─── Dokumentauszug
Wie Reinhard groß und bedeutend als akademischer Lehrer gewesen war, so war er es auch als Kanzelredner und als Schriftsteller. Die Glaubensrichtung, die er einschlug, hielt sich gleichweit von der frömmelnden Mystik, wie von dem alles kirchliche Gemüthsleben zersetzenden Rationalismus. Reinhard war und blieb überzeugungtreuer Supranaturalist, ohne übereifriger und überstrenger Orthodox zu sein. Sein Glaube war der innige, tiefe und beseligende, den die durch die Bibel geoffenbarte Religion Jesu Christi lehrt und predigt. Ihm folgte er nach, ihn lehrte er durch Wort und Schrift, vielen Tausenden zum Hell und zum Segen.
──────
─── Bereitgestellte Daten
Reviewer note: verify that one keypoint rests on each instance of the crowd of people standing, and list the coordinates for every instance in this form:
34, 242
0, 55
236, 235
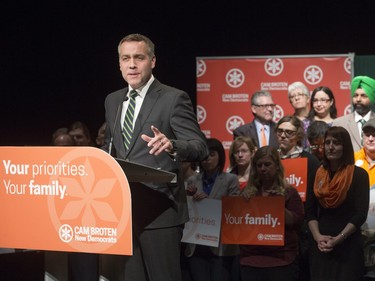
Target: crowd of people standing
323, 235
──────
Aufgabe » Führe den Text über Reinhards Glaubensrichtung und sein Wirken als Kanzelredner und Schriftsteller im Anschluss an seinen letzten Satz fort.

Übungsergebnis »
Ein unglücklicher Fall, den Reinhard auf einer Geschäftsreise im Sommer 1808 that, und der einen Beinbruch zur Folge hatte, wirkte höchst nachtheilig auf seine Gesundheit ein, die selbst durch den Gebrauch des Karlsbades nicht völlig wieder hergestellt wurde. Im Jahre 1809 erging ein höchst ehrenvoller Ruf von Berlin aus an Reinhard; er sollte dort Mitglied des Staatsrathes werden, seinen Gehalt selbst bestimmen, der König von Preußen war entschlossen ihm 4000, ja 5000 Thaler zu bewilligen – aber Reinhard nahm dieses glänzende Anerbieten nicht an, er wollte dem Sachsenlande, dem er so viel dankte, nicht untreu werden. Schon 1808 hatte er bei Gelegenheit der 400jährigen Stiftungsfeier der Universität Leipzig abändernde Verbesserungen ihrer innern Einrichtung vorbereiten helfen; im Jahre 1810 wurden durch ihn Leipzig und Wittenberg und die Schulen Pforta, Meißen und Grimma revidirt und besser organisirt. Es war dieß die letzte von Reinhard’s segensreichen Thätigkeiten; nach der Rückkehr von dieser Reise warf ihn eine heftige Krankheit nieder – und ob auch die Kunst der Aerzte ihm noch eine längere Zeit das Leben stiften half, so erlag er doch nach zwei Jahren einem erneuten Anfall. Was Sachsen Reinhard’s Wirken zu danken hat, wird nie vergessen werden.